> **Secção do documento**:
Através das redes sociais, foi lançado o convite para uma assembleia de vizinhos da Penha de França com o intuito de discutir problemas e soluções relacionados com a mobilidade em bicicleta na freguesia. Quatro dezenas de pessoas apareceram e, deste primeiro encontro, resultaram promessas e ideias de acção para tornar a bicicleta mais presente e…

Un levantamento exaustivo do parqueamento de bicicletas existente na freguesia da Penha de França, realizado por um grupo de vizinhos, permitiu confirmar uma evidência: esta é uma das freguesias mais populosas e densas de Lisboa mas das que tem menos disponibilidade de bicicletários. Contas feitas, se na vizinha freguesia de Arroios o rácio de lugares de estacionamento de bicicleta disponíveis é de 30 lugares por cada 1000 habitantes; na Penha de França, é de 7 lugares por cada 1000 habitantes. Para Laura, Rosa, Luísa e outras moradoras e moradores da Penha, é insuficiente para a procura e o resultado está à vista de todos: pelas ruas da freguesia, é comum encontrar-se bicicletas presas as postes dos mais variados tipos e feitios.
Já neste espaço falámos da história de Ana Matias, uma recente moradora da Penha que, quando se mudou para a freguesia, deixou de ter perto de casa uma solução para deixar a sua bicicleta em segurança. Reuniu com a Junta de Freguesia e com a Câmara Municipal com ideias e propostas concretas, como a de instalar na freguesia uma hangar para bicicletas – uma pequena caixa metálica com espaço no seu interior para pelo menos seis velocípedes e que outras cidades já adoptaram como solução para zonas residenciais. Ana não conseguiu respostas positivas e conta que, da autarquia, recebeu argumentos como ser uma estrutura demasiado cara o inestética. “Neste momento estou a pagar um preço exorbitante numa garagem para guardar a bicicleta”, conta Ana. “Ou seja, a Ana está a pagar parqueamento para a sua bicicleta e quem tem dístico de residente da EMEL não paga nada para estacionar o seu carro na via pública da freguesia”, reforça Laura.

“Eles [os decisores políticos] não sentem que existe um grupo representativo. Precisamos de estar unidos e de conseguir dizer que somos mais do que vocês pensam”, desabafa Ana. Esta vontade de unir forças e esforços pareceu unânime numa primeira reunião de vizinhos da Penha de França, utilizadores da bicicleta na freguesia, que decorreu na passada tarde de domingo, 5 de Fevereiro, no pátio exterior da cooperativa artística e cultural PENHA SCO. Tratou-se de uma assembleia informal onde diferentes pessoas, que responderam a um convite partilhado nas redes sociais, discutiram problemas e soluções para melhorar a experiência de pedalar e uso da bicicleta na freguesia onde residem. Deste encontro, que durou algumas horas e no qual diferentes vizinhos partilharam as suas experiências e preocupações pessoais, resultou um quadro com a identificação de vários problemas e soluções comuns, que vão além da escassez de estacionamento. “É curioso que nos focámos mais nas soluções que nos problemas”, comentou Ana Filipa, depois de olhar para o resultado final.

> **Registos de dados**:
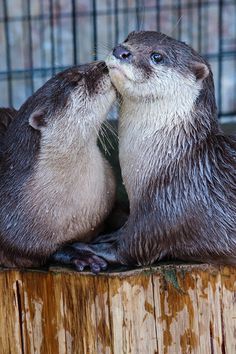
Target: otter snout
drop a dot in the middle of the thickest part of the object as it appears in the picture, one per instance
(122, 53)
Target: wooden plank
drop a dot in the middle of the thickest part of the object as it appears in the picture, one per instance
(166, 310)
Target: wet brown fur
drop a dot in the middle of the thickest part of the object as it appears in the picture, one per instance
(45, 171)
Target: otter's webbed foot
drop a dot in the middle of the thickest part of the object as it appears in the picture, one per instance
(107, 238)
(79, 257)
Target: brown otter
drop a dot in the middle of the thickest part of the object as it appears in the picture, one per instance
(55, 186)
(178, 167)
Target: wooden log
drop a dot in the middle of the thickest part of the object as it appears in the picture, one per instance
(174, 309)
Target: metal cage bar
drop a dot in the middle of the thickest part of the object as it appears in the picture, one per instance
(60, 33)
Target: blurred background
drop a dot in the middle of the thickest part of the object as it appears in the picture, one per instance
(41, 37)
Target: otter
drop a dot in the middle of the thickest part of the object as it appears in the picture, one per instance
(55, 185)
(178, 167)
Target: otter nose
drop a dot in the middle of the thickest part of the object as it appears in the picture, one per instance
(122, 53)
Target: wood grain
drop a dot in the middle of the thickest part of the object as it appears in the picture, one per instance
(174, 309)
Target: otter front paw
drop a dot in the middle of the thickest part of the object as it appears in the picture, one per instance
(80, 258)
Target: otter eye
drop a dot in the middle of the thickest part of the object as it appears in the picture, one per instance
(156, 57)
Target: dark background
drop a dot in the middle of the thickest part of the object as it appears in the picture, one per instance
(41, 37)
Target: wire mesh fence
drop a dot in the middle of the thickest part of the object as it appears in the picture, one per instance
(41, 37)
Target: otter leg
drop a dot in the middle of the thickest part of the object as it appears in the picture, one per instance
(79, 259)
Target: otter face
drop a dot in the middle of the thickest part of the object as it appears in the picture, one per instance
(151, 65)
(78, 98)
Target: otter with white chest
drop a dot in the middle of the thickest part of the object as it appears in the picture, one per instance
(55, 185)
(178, 167)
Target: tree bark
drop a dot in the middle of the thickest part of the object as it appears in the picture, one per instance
(169, 309)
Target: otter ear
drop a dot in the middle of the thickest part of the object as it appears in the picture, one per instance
(200, 70)
(37, 120)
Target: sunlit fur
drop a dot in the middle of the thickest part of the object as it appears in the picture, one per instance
(178, 167)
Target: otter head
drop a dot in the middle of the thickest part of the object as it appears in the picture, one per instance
(152, 66)
(73, 103)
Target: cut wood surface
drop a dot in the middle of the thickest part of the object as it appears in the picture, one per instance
(169, 309)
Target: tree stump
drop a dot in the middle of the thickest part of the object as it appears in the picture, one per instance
(169, 309)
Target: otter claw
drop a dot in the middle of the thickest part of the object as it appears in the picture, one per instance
(80, 259)
(95, 263)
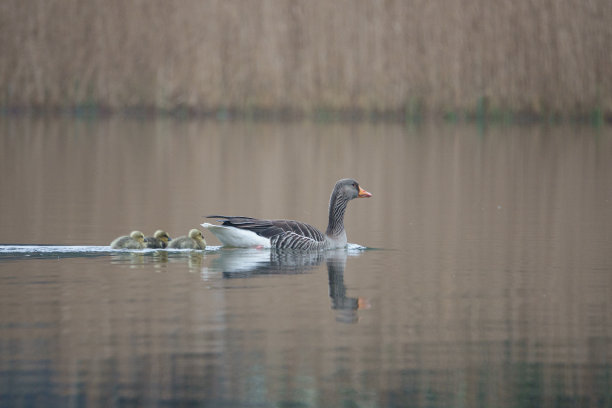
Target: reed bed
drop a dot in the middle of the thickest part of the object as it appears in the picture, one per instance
(407, 58)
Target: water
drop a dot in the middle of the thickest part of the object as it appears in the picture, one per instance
(481, 273)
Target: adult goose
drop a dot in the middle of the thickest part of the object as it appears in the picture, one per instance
(248, 232)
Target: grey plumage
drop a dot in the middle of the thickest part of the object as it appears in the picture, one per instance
(289, 234)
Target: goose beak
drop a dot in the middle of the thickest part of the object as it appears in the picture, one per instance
(363, 193)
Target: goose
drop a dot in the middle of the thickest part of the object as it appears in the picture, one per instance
(195, 240)
(246, 232)
(158, 240)
(134, 241)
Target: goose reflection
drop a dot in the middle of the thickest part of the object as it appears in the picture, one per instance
(346, 306)
(245, 263)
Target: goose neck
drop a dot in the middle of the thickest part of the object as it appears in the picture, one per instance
(337, 207)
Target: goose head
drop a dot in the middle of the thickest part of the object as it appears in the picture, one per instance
(162, 235)
(350, 189)
(138, 236)
(196, 234)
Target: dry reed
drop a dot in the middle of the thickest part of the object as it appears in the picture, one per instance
(539, 57)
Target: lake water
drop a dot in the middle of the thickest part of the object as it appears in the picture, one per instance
(486, 279)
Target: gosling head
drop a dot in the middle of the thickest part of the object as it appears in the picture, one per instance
(162, 235)
(138, 236)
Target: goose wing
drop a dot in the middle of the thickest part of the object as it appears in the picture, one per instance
(283, 234)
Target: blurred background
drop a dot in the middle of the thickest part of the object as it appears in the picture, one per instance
(405, 59)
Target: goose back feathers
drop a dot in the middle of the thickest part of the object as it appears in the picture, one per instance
(239, 231)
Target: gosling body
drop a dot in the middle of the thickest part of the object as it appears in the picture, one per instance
(134, 241)
(195, 240)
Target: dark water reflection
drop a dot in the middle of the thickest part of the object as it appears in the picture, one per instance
(491, 287)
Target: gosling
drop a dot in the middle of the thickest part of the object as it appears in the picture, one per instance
(195, 240)
(158, 240)
(134, 241)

> **Tarefas a realizar**:
1 - Traduza para inglês a seguinte frase do texto sobre a bicicleta na Penha de França: «“É curioso que nos focámos mais nas soluções que nos problemas”, comentou Ana Filipa, depois de olhar para o resultado final.»
2 - Converta numa lista JSON de strings, com uma string por linha e sem as linhas em branco, o trecho dos registos que começa na linha que contém “Target: gosling body” e termina no fim dos registos.
O texto e os registos não têm qualquer relação entre si.

> **Resultados do exercício**:
1 - “It is curious that we focused more on the solutions than on the problems,” Ana Filipa remarked after looking at the final result.

2 -
[
  "Target: gosling body",
  "drop a dot in the middle of the thickest part of the object as it appears in the picture, one per instance",
  "(134, 241)",
  "(195, 240)",
  "Target: dark water reflection",
  "drop a dot in the middle of the thickest part of the object as it appears in the picture, one per instance",
  "(491, 287)",
  "Target: gosling",
  "drop a dot in the middle of the thickest part of the object as it appears in the picture, one per instance",
  "(195, 240)",
  "(158, 240)",
  "(134, 241)"
]